Maximum Demand Meters Explained

To match electricity supply with demand on a national scale, it involves considerable challenges. A whole range of systems must be put in place to accurately and effectively ensure this is carried out on a continuing basis.

Maximum demand charges are just one of the tools that DNOs (distribution network operators) make use of for large business electricity customers.

In this guide, we hope to provide an in-depth explanation as to what maximum demand is and how it can have an impact on business electricity prices. Additionally, we will also go over a few steps on how to reduce the amount you pay for electricity.

What is maximum demand?

To start with, we need to understand what maximum demand actually is. Maximum demand describes the peak power demand of any business from the National Grid during any 30-minute period. This only applies to businesses that are in profile classes 05 to 08.

If you’re unsure on which profile class your company falls into, look for the MPAN (Meter Point Administration Number) on your electricity bill. It will normally start with an ‘S’ and will be a 21-digit number that usually appears in a box with the heading of ‘Supply Number’. Look for the first two digits in the sequence of numbers next to the ‘S’. This will show you your profile class.

You will be a maximum demand customer if you are in profile 05, 06, 07 or 08. On this profile your energy meter will be able to measure peak demand over a specific period. A maximum demand charge can be found on your bill. It will highlight your firm’s peak demand of power from the National Grid over a set period of time. Normally, it will be shown as kilowatts (kW) or kilovolt-amperes (kVA).

Find out if your business is classed as a large energy user in our helpful guide.

Even if you don’t use this extra capacity, a maximum demand charge will still be added to your bill by the DNO regardless. Maximum demand refers to maximum import capacity (MIC). This is also commonly referred to as available supply capacity. This connection agreement outlines the upper limit of electricity that you expect to draw from the distribution system. You could face an excess capacity charge if your maximum demand surpasses the agreed maximum import capacity.

What is a maximum demand meter?

All maximum demand customers have been transitioned over to half hourly meters since April 2017. This will help to build a smarter electricity network within the UK that enables the balancing of power supply and demand in a far more efficient manner.

A change in the Balancing and Settlement Code, known as P272, meant that the switch to half hourly meters was applied. With half hourly settlements in place, a large number of businesses will not see a difference in their bills, others will pay a reduced amount. Nonetheless, some firms will be required to pay extra. Anyone with a current transformer (CT) meter may be expected to pay an increased amount for their commercial electricity. This is due to the DNO applying charges for the reserved network capacity.

Meters record usage data every 30 minutes for half hourly sites, instead of waiting for a meter reading to be taken. What this means is that providers can now charge based on actual usage rather than estimations, which in the past have been known to be unreliable.

How does a maximum demand meter work?

Records from a data collection
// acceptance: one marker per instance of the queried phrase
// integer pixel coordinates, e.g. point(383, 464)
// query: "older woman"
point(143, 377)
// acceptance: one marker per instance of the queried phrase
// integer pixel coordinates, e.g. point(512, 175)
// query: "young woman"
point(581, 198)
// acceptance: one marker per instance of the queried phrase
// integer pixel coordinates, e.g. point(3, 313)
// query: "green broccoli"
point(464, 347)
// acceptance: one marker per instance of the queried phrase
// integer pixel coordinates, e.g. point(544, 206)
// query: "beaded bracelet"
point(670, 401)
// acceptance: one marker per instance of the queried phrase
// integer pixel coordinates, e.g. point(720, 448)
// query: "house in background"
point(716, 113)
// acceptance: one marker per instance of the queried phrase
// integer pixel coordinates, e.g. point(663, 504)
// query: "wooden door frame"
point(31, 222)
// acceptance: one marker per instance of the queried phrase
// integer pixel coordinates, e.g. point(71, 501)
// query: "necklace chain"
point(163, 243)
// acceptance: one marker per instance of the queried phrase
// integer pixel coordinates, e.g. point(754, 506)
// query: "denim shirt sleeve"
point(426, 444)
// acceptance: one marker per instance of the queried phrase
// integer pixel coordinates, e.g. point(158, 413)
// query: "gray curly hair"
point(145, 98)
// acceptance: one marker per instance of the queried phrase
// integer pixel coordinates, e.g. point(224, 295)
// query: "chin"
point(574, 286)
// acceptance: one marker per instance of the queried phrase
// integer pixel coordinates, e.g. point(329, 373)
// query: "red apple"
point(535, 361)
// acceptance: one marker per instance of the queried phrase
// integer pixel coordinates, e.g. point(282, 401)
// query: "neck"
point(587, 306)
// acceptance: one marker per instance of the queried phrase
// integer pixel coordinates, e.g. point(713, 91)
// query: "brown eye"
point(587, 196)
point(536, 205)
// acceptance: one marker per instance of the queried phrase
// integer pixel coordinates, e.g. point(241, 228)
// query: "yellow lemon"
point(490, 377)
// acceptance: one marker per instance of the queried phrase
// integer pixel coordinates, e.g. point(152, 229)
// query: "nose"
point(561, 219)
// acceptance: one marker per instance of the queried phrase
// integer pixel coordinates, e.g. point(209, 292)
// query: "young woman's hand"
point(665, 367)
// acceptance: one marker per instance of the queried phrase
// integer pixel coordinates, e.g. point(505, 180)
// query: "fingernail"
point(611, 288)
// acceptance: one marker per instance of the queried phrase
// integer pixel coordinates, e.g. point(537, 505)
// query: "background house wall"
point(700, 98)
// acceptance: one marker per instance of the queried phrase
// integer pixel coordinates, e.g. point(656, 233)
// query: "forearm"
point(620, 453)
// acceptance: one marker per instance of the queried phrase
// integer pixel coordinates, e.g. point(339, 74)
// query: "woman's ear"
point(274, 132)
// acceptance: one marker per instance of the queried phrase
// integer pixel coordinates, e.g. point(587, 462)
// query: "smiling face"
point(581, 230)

## WHAT TO DO
1. In the guide on maximum demand meters, list every abbreviation that appears together with its full form, pairing each abbreviation with its expansion.
2. Reproduce the portion of the guide on maximum demand meters from "To start with, we" to "your profile class.".
3. Resume the guide on maximum demand meters and write the section that follows its final line.

## ANSWER SET
1.
DNOs: distribution network operators
MPAN: Meter Point Administration Number
kW: kilowatts
kVA: kilovolt-amperes
MIC: maximum import capacity
CT: current transformer

2.
To start with, we need to understand what maximum demand actually is. Maximum demand describes the peak power demand of any business from the National Grid during any 30-minute period. This only applies to businesses that are in profile classes 05 to 08.

If you’re unsure on which profile class your company falls into, look for the MPAN (Meter Point Administration Number) on your electricity bill. It will normally start with an ‘S’ and will be a 21-digit number that usually appears in a box with the heading of ‘Supply Number’. Look for the first two digits in the sequence of numbers next to the ‘S’. This will show you your profile class.

3.
With P272, a supplier will automatically receive your usage data to enable them to calculate your costs more accurately and efficiently, for profile classes 05 to 08 on half hourly meters. Your actual electricity consumption will be reflected within this data. In addition to being useful information for both the supplier and the DNO, it also allows your business to monitor power usage more closely. Furthermore, you will be able to procure energy as a large business more efficiently and better understand your energy expenditure.

A maximum demand half hourly meter works just like any regular energy meter – both record your electricity usage. However, there is one key difference: a maximum demand meter, through telecommunication, sends readings back to the supplier every 30 minutes. It is also worth noting that the meter simply forwards the data for analysis and storage, the maximum demand calculation does not actually take place within the meter itself.

Demand charges explained

Demand charges, sometimes referred to as availability charges or capacity charges, are charges set by the DNO. The figures will be based upon the agreed capacity for your site and will be added on to your bill.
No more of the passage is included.